Verifique se cada afirmação concorda com o trecho sobre a conduta dos empresários: (a) a nicotina nos cigarros é citada como exemplo de componente que vicia; (b) os empregados são chamados pelas empresas de «parceiros»; (c) os prazos de espera por uma resposta ao consumidor são fixados pela legislação. Para cada uma, responda sim ou não e transcreva literalmente as palavras do texto que decidem a questão.

## TRECHO FORNECIDO:
'''

Em nome da maximização do lucro, empresários não hesitam em vender produtos que sabidamente fazem mal à saúde sob a alegação do direito de escolha do consumidor. Em certos casos, não hesitam em adicionar componentes que viciam, criam dependência, visando a manter um público consumidor cativo, como é o caso da nicotina nos cigarros, das famigeradas bets para a classe baixa ou das redes sociais para as crianças e adolescentes. Empresários fazem lobbies nos parlamentos (isto é, corrompem parlamentares) para que estes defendam seus interesses, garantindo isenções fiscais ou vetando leis que prejudiquem ou inviabilizem seus negócios. Empresários usam de seu poder econômico para oprimir seus empregados (cinicamente chamados de “colaboradores”) e seus consumidores, obrigando estes a sujeitar-se ao que lhes é oferecido. Se o consumidor tenta reclamar, deve primeiro submeter-se à via crucis do menu eletrônico e suas infinitas opções, dos call centers e seus atendentes gerundistas, dos longos prazos (estipulados pelas próprias empresas) de espera por uma resposta para, ao final, receber uma nota redigida pela assessoria de imprensa dizendo sarcasticamente que ele (consumidor) é muito importante para a empresa, mas que infelizmente sua reclamação não pôde ser atendida ou porque não procede ou por razões técnicas ou porque a lei não o obriga, etc. etc.

'''

## SEÇÃO DE DADOS:
'''

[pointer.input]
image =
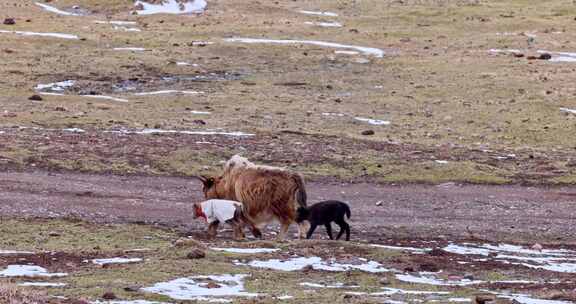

'''

## A RESPOSTA:
(a) Sim: «como é o caso da nicotina nos cigarros».
(b) Não: «seus empregados (cinicamente chamados de “colaboradores”)».
(c) Não: «dos longos prazos (estipulados pelas próprias empresas) de espera por uma resposta».